§ STUDY QUESTIONS
[1] In the blog post about going from a dorm to a homeless shelter to a house, how long did the writer stay in the homeless shelter?
[2] Decide whether each statement agrees with the blog post about going from a dorm to a homeless shelter to a house, and back each yes or no with the deciding words of the post, quoted exactly. (a) The writer spent two weeks in a homeless shelter. (b) Blogger was not letting the writer post an image. (c) The people living on the benches by the fountain talked about the struggle to find shelter when it rains.
[3] Carry on the blog post about going from a dorm to a homeless shelter to a house, starting right after its last sentence.

§ DOCUMENT EXCERPT
****************************************

(Sorry for the lack of photos. Blogger is being annoying and not letting me post an image.)
I'm coming out of an overwhelmed confusion. My thoughts feel so abstract and intangible. Within a month, I've gone from living in a dorm having no idea where I would be living for the summer, much less for the next two years, to staying in a homeless shelter for ten days, to living in my very own house with my very own boyfriend and our very own furniture. I've gone from wishing I had a home, to experiencing life free of possessions, to being completely centered around material needs. “We need silverware, we need salt and pepper, we need book shelves, we need a couch...” is the kind of thinking I've come back to, after a week of talking with people who live on the benches next to the fountain in front of Union Station, hearing them talk of the struggle to find shelter when it rains.

****************************************

§ DATASET EXTRACT

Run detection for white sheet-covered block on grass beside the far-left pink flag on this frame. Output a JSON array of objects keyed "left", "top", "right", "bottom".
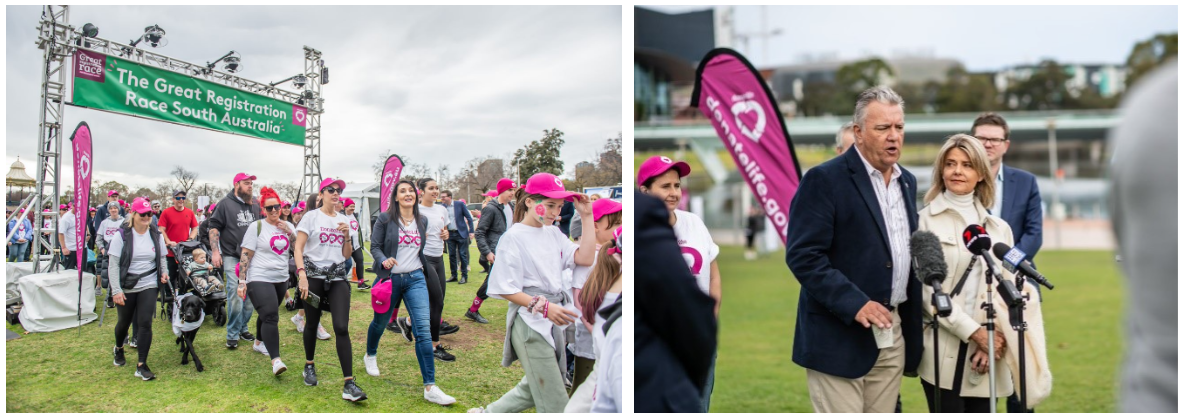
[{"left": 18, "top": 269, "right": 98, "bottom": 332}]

****************************************

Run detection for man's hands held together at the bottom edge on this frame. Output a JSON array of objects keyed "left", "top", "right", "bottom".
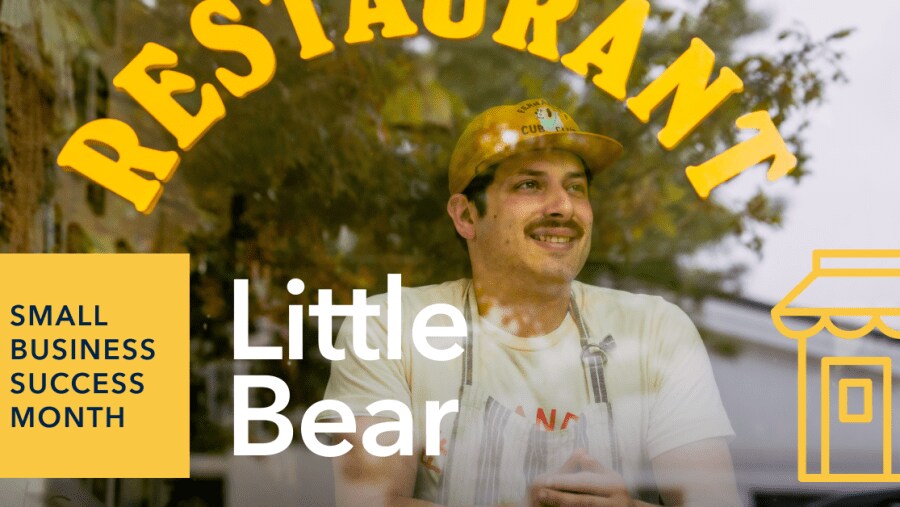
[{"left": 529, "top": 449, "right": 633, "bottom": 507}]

****************************************

§ RESPONSES TO THE TASKS
[1] Ten days.

[2]
(a) No: "staying in a homeless shelter for ten days"
(b) Yes: "Blogger is being annoying and not letting me post an image."
(c) Yes: "hearing them talk of the struggle to find shelter when it rains"

[3]
I waver from moment to moment between being driven to get things done around the house and being completely paralyzed. I haven't written here for a while, partly because of how abstract my thoughts are, and partly because I think to myself “if I write, I'm keeping myself from something else I should be doing.” I feel guilty for indulging myself.
But then the words come back to me, of the pastor at the church we attended Sunday of our trip.
“I don't apologize for what I have, because I know what I went through to get it.”
...and that combines in my mind with the words of Mr. Burton who runs the shelter we stayed at. Nobody wants you to feel ashamed for what you have. Just share it.
As I look at paint samples to decide what color to paint the living room, and pick out a comfy reading chair for my office, I remind myself that feeling guilty for what I have won't help me help anyone. Creating a beautiful life that motivates me to see the beauty everywhere will.
“Life beats down and crushes the soul, and art reminds you that you have one.”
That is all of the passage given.